## [WHAT IS ASKED]
Show each line in the rows below that contains the word "dark".

====== PROVIDED MATERIAL ======

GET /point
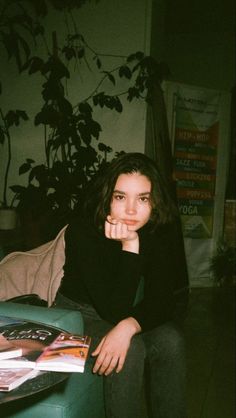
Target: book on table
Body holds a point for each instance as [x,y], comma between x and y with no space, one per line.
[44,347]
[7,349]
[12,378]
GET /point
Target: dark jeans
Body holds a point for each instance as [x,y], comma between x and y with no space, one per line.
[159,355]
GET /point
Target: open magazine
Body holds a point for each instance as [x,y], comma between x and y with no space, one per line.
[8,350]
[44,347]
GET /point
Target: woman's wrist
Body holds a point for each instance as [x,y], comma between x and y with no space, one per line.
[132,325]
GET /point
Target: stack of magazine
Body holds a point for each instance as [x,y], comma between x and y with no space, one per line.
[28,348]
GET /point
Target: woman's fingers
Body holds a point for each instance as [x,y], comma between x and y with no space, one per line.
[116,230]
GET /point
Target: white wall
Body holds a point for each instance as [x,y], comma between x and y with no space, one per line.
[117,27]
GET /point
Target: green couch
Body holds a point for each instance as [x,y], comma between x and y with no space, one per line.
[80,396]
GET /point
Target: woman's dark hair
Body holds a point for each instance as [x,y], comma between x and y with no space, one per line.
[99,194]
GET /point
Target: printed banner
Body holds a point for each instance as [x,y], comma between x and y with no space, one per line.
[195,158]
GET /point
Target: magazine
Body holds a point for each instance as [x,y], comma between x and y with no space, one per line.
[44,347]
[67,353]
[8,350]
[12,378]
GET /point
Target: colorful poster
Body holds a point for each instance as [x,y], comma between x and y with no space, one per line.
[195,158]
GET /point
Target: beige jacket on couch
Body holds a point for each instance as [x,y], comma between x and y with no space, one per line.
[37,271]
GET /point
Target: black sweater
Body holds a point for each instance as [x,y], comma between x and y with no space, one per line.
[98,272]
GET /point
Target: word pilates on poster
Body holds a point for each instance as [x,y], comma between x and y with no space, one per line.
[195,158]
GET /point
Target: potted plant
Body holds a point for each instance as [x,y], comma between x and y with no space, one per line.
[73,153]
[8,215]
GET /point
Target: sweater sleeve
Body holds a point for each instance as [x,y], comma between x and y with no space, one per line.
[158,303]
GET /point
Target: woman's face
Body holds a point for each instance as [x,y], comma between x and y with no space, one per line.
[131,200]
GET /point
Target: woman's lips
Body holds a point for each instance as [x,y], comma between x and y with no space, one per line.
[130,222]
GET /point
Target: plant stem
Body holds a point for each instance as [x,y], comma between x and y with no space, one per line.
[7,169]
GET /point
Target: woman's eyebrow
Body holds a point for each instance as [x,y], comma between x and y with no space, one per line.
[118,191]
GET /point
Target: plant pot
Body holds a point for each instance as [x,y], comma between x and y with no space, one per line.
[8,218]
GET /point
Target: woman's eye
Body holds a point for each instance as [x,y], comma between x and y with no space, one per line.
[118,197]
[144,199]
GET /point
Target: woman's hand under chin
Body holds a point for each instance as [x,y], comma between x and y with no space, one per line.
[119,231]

======
====== PROVIDED MATERIAL ======

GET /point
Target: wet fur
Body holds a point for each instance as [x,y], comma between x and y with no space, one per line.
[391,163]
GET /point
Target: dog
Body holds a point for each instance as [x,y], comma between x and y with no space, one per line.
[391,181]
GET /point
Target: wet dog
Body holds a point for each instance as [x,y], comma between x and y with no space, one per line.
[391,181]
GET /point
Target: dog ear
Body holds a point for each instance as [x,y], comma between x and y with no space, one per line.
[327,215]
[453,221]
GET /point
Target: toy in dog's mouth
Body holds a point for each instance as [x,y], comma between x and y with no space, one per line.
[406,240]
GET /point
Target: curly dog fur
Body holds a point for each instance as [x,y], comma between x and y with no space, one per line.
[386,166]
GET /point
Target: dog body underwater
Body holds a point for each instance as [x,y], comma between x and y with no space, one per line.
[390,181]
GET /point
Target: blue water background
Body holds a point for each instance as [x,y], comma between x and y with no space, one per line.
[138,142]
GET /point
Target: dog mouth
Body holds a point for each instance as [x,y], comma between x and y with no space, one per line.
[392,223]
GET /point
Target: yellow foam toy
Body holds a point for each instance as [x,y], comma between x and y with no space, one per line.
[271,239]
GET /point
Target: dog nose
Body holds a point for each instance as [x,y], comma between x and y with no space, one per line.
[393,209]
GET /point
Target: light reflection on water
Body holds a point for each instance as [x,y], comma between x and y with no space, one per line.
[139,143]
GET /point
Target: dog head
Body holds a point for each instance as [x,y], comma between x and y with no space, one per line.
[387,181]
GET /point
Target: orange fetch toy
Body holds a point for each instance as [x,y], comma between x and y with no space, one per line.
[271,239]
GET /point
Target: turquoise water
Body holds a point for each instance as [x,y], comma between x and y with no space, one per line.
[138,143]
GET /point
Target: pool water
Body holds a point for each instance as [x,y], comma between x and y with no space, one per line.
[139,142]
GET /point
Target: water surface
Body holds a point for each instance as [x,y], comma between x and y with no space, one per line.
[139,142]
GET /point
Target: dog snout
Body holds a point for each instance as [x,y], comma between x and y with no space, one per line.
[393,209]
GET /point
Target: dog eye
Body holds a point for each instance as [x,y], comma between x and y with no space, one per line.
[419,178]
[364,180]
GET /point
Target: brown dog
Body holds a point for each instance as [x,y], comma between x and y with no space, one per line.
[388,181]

======

## [SOLVED EXERCISE]
Target: dark jeans
Target: woman's dark hair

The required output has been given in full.